● Written request
Extract each line in the listing below that contains the word "reflection".

● Working data
+++++

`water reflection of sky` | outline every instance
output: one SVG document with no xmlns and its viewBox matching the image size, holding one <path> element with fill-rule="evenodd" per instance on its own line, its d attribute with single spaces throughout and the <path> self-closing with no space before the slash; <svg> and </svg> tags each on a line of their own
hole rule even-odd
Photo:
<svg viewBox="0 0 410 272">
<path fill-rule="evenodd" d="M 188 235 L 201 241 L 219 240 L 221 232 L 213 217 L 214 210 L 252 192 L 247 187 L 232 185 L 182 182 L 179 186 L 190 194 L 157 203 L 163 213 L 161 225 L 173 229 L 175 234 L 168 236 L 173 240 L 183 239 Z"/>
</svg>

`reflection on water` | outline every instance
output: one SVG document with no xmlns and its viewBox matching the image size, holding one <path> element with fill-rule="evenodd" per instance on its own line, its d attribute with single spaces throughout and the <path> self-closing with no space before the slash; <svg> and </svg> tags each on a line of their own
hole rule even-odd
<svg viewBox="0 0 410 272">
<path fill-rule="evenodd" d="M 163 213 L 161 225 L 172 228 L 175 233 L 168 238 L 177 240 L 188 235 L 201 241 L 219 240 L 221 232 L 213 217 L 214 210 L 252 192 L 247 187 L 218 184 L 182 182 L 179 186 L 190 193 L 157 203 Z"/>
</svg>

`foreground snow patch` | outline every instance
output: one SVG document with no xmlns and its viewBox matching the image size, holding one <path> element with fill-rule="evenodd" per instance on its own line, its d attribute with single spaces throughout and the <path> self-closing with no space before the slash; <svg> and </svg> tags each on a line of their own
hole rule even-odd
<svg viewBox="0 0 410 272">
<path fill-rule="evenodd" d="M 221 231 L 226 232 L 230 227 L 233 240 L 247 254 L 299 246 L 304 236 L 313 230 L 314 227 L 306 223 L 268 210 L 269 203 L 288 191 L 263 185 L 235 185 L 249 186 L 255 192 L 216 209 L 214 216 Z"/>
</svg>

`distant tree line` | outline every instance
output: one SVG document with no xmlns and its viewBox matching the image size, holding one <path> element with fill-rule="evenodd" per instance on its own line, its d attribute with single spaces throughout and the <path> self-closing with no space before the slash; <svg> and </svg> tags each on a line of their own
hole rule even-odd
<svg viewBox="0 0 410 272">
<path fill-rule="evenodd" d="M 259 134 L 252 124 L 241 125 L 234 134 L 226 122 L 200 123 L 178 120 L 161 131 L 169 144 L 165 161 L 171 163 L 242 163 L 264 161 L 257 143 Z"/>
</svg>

+++++

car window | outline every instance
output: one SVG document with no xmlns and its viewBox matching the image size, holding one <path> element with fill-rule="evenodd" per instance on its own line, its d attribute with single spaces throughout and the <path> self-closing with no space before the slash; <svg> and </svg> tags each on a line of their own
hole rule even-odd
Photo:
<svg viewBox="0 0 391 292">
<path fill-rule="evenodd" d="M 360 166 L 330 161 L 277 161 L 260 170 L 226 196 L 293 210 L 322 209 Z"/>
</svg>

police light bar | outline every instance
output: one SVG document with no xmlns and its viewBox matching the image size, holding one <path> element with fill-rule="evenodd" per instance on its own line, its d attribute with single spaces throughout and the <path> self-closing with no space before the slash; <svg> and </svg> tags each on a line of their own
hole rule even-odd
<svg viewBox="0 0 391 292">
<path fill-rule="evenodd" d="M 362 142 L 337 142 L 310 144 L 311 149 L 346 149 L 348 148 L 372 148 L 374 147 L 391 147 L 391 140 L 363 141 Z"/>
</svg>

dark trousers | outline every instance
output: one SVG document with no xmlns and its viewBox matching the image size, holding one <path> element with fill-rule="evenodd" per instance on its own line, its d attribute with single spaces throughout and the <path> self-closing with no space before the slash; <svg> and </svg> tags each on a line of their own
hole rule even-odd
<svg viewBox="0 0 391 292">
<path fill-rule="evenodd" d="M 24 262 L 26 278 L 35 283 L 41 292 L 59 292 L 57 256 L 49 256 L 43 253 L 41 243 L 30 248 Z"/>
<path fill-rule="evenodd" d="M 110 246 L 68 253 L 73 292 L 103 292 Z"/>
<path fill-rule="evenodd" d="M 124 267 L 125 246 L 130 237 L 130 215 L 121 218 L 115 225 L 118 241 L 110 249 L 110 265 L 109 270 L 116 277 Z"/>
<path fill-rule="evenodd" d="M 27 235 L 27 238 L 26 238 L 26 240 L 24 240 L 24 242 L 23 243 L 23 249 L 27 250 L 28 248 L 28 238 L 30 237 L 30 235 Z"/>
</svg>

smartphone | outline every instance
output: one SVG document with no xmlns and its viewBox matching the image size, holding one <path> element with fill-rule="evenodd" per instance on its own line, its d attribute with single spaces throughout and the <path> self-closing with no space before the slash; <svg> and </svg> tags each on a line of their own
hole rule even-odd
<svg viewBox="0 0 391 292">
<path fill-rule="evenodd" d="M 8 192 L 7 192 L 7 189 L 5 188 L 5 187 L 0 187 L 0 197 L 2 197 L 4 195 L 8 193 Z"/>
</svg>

+++++

● Task result
`water reflection of sky` | outline every instance
`reflection on water` | outline every instance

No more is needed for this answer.